Reproduce only the lines of the material below that start at the line containing "Target: concrete pavement" and stop at the line containing "Target: rear tire". Keep both end lines.
━━━
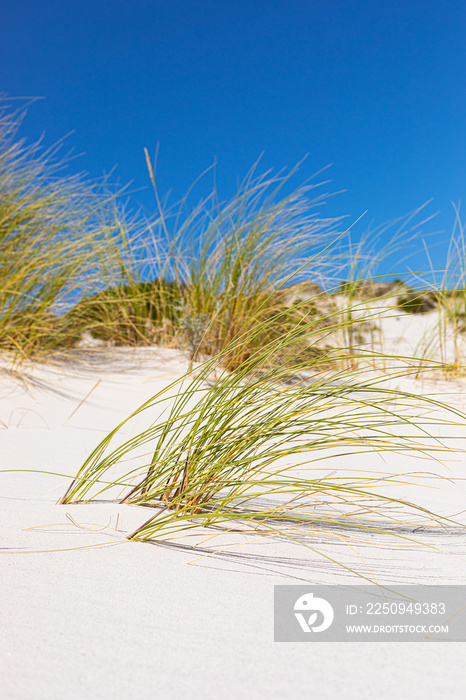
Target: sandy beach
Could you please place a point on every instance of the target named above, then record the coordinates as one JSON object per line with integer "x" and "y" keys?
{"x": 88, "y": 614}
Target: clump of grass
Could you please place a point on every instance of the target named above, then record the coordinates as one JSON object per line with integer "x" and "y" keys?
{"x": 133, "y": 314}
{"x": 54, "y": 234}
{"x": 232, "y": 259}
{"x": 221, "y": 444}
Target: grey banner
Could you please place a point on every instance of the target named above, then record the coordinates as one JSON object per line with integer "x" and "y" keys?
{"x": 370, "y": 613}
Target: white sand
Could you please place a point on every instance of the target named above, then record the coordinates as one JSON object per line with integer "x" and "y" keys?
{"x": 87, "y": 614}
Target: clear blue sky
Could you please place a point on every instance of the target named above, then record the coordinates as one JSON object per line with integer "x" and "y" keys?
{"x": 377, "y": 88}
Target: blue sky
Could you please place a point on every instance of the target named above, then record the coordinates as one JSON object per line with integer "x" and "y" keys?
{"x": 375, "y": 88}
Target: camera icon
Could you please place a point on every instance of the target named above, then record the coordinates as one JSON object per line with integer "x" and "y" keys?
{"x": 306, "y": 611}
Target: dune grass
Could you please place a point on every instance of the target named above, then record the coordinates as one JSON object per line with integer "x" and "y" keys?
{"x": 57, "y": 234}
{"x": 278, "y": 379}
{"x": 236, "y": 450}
━━━
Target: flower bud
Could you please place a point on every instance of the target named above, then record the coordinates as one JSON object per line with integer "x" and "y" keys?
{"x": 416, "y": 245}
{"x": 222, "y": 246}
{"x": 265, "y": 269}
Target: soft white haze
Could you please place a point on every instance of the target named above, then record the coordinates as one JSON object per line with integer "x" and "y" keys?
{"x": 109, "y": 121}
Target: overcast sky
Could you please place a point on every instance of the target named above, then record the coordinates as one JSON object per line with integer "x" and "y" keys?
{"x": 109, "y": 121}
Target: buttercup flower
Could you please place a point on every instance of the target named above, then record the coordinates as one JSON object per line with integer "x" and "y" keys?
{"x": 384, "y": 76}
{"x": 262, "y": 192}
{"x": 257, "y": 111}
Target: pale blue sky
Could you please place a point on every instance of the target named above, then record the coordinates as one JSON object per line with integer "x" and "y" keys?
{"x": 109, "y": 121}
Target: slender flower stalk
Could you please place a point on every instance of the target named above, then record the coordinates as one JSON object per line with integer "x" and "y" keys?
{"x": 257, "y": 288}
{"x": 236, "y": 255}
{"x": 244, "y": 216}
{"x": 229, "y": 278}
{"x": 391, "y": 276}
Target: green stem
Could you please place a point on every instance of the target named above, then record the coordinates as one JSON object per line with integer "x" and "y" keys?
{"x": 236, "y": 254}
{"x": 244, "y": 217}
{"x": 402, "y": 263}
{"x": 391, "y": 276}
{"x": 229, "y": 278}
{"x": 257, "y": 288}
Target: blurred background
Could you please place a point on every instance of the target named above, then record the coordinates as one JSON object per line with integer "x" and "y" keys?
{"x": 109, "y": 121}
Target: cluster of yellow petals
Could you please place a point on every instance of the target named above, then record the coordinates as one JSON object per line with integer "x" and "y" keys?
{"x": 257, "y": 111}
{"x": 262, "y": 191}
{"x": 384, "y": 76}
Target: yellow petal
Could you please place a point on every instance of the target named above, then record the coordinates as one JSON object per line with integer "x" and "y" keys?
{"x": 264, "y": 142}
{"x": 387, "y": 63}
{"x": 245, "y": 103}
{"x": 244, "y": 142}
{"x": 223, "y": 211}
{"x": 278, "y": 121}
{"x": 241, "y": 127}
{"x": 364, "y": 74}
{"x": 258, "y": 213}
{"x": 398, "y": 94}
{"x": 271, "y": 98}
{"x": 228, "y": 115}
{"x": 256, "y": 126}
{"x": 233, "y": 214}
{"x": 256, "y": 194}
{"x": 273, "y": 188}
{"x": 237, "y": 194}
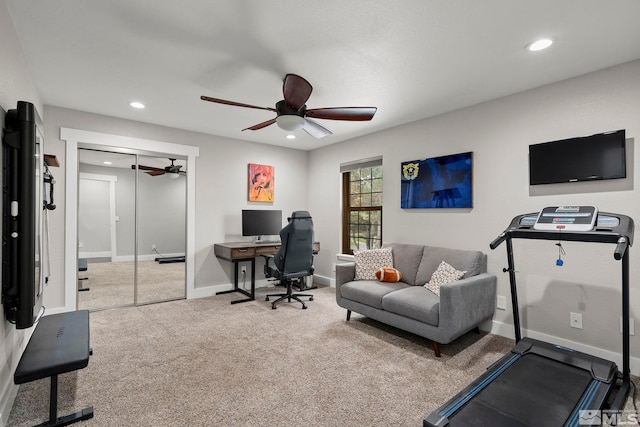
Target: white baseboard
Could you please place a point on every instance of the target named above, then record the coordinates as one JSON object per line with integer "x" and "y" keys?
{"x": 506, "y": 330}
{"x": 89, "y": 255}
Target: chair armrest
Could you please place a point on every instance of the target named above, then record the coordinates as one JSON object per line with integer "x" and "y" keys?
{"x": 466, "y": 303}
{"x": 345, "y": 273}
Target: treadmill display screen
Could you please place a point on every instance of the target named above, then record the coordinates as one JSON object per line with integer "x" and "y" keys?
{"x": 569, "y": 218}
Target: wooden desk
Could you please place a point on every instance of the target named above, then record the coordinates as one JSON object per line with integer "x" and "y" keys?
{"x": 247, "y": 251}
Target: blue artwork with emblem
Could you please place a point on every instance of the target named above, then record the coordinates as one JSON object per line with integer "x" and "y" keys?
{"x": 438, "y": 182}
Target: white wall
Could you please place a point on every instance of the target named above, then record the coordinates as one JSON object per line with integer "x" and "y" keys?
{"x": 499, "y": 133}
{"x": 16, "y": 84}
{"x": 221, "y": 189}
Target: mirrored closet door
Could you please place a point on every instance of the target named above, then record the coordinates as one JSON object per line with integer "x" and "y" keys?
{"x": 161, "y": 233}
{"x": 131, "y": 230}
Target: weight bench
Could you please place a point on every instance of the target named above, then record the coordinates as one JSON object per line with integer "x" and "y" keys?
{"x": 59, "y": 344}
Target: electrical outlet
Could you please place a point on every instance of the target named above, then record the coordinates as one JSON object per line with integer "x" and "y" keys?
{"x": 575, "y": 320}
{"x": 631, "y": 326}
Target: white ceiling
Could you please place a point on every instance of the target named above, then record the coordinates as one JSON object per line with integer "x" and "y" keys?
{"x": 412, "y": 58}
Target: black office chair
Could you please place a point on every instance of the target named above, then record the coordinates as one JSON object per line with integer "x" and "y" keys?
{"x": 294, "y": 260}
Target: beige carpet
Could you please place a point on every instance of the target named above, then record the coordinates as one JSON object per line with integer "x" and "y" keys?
━━━
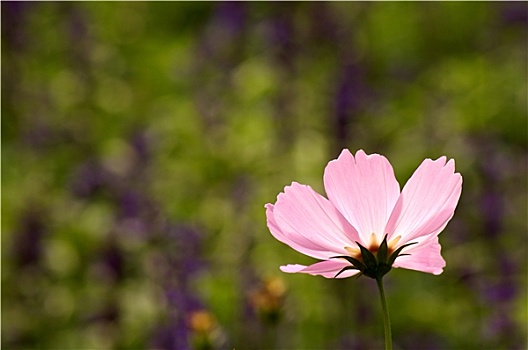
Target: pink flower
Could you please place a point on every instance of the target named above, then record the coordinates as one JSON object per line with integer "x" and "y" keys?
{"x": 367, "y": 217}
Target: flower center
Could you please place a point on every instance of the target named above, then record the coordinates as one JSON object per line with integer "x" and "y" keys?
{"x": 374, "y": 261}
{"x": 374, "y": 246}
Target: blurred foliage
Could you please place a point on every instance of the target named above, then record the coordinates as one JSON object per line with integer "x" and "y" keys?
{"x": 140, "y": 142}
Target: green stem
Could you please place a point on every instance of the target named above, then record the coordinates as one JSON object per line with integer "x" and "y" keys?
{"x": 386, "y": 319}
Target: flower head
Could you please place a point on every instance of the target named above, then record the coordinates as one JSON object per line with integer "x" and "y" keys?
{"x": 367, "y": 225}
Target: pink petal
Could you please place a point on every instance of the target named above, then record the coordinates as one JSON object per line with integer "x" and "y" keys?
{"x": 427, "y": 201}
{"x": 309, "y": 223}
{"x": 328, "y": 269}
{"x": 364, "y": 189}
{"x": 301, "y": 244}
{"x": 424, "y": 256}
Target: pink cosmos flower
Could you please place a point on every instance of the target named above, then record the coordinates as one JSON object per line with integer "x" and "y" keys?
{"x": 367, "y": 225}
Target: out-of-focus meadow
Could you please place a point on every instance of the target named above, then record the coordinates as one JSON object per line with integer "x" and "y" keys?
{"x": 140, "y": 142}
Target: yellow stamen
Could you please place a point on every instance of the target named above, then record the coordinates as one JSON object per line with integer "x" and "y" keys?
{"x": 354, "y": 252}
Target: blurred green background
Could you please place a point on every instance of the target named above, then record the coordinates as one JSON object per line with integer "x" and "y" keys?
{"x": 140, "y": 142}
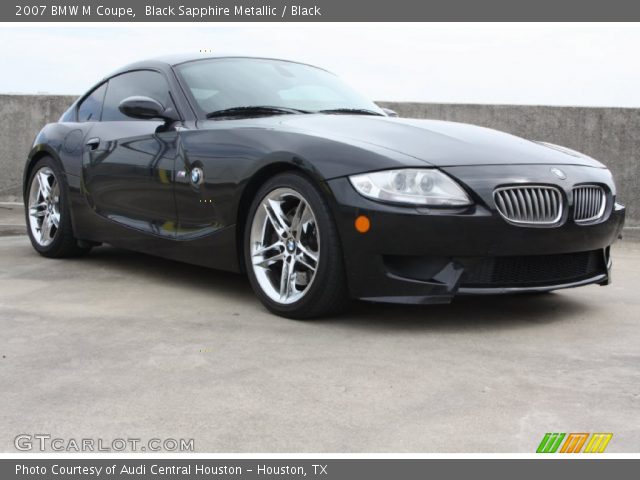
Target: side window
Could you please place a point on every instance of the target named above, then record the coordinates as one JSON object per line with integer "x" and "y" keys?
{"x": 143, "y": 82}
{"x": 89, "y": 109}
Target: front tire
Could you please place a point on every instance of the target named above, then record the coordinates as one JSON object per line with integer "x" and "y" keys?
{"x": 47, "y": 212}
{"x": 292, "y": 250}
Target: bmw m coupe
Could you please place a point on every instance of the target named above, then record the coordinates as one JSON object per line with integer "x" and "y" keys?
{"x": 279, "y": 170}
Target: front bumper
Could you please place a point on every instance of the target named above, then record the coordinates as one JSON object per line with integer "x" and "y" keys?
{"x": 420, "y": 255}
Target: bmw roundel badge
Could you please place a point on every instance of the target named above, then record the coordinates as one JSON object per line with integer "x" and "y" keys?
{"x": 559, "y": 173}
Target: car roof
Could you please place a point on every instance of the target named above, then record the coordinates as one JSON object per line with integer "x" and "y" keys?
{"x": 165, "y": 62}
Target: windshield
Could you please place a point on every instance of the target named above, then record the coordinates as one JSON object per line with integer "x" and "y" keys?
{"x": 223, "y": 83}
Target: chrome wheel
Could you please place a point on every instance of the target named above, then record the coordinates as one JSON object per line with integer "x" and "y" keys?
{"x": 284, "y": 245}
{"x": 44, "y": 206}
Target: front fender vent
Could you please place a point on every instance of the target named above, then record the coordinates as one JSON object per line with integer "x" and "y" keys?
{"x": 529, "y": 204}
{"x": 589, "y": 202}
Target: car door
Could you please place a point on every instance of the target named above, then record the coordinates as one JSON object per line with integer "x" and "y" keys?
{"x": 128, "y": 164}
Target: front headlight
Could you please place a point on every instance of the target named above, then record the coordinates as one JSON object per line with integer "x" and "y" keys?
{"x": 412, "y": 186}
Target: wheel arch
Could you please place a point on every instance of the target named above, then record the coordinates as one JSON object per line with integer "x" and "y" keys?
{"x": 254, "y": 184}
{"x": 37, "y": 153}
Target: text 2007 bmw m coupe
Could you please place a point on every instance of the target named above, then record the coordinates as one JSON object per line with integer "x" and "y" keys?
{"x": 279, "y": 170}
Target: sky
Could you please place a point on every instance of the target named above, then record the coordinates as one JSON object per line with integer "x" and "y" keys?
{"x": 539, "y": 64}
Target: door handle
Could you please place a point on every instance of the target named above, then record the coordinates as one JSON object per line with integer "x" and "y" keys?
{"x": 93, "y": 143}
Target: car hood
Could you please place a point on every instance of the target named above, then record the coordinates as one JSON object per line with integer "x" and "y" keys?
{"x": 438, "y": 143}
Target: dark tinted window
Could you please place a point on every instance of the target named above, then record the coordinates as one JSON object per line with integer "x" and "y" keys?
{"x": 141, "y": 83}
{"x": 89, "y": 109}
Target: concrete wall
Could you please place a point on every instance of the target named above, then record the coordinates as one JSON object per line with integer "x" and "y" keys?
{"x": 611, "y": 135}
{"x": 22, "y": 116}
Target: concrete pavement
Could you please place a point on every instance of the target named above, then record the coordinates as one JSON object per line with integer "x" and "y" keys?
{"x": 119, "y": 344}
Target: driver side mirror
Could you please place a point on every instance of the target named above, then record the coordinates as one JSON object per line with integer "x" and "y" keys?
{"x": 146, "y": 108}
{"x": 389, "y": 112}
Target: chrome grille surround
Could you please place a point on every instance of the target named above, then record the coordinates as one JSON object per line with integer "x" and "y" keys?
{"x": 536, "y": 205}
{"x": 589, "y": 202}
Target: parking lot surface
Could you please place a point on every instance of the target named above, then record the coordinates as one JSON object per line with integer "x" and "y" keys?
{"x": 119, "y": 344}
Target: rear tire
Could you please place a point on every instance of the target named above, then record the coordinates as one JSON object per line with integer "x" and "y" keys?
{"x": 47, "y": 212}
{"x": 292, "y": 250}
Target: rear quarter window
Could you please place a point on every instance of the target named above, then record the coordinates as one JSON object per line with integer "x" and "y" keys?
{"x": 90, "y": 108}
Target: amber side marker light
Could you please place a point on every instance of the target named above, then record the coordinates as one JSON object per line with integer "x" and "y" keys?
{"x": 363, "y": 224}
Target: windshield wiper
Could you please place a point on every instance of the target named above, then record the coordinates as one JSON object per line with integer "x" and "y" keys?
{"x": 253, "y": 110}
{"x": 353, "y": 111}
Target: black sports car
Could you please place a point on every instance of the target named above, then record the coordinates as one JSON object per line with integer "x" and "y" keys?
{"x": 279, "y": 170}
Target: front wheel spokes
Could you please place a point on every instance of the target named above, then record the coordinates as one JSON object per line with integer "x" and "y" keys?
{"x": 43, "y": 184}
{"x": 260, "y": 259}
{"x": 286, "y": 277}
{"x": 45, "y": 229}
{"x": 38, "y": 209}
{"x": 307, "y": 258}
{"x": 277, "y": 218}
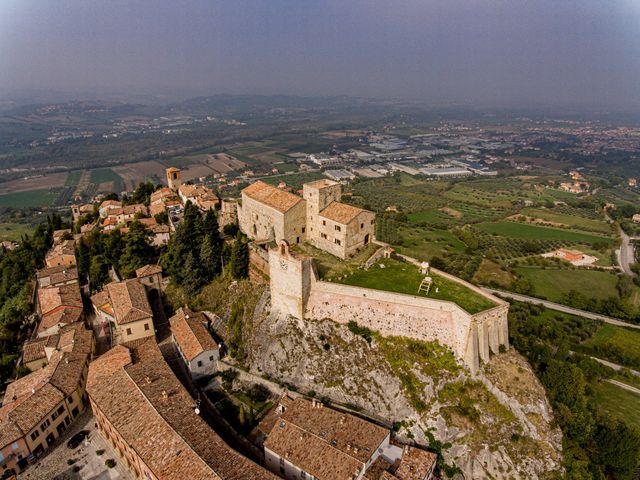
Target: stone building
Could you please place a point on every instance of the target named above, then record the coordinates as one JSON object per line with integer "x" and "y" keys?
━━━
== Output for this exercise ==
Target: concrete pavement
Could you please place a point on every instance of the target named above, then record the coordinates as one JSON object per line with integer "x" and "y" keys?
{"x": 119, "y": 344}
Target: driver side mirror
Could you please place a point on every instance of the target named above, then record the coordinates as one JSON object per line with integer "x" and "y" keys?
{"x": 146, "y": 108}
{"x": 389, "y": 112}
Target: chrome grille surround
Could you please place a point on every instance of the target named above, then record the coordinates as one JSON object per line with integer "x" and "y" keys?
{"x": 536, "y": 205}
{"x": 589, "y": 202}
Target: parking lot surface
Could you please place a point on every instance of the target named above, then record the coordinates as one JSON object per line with integer "x" and "y" keys?
{"x": 119, "y": 344}
Target: rear tire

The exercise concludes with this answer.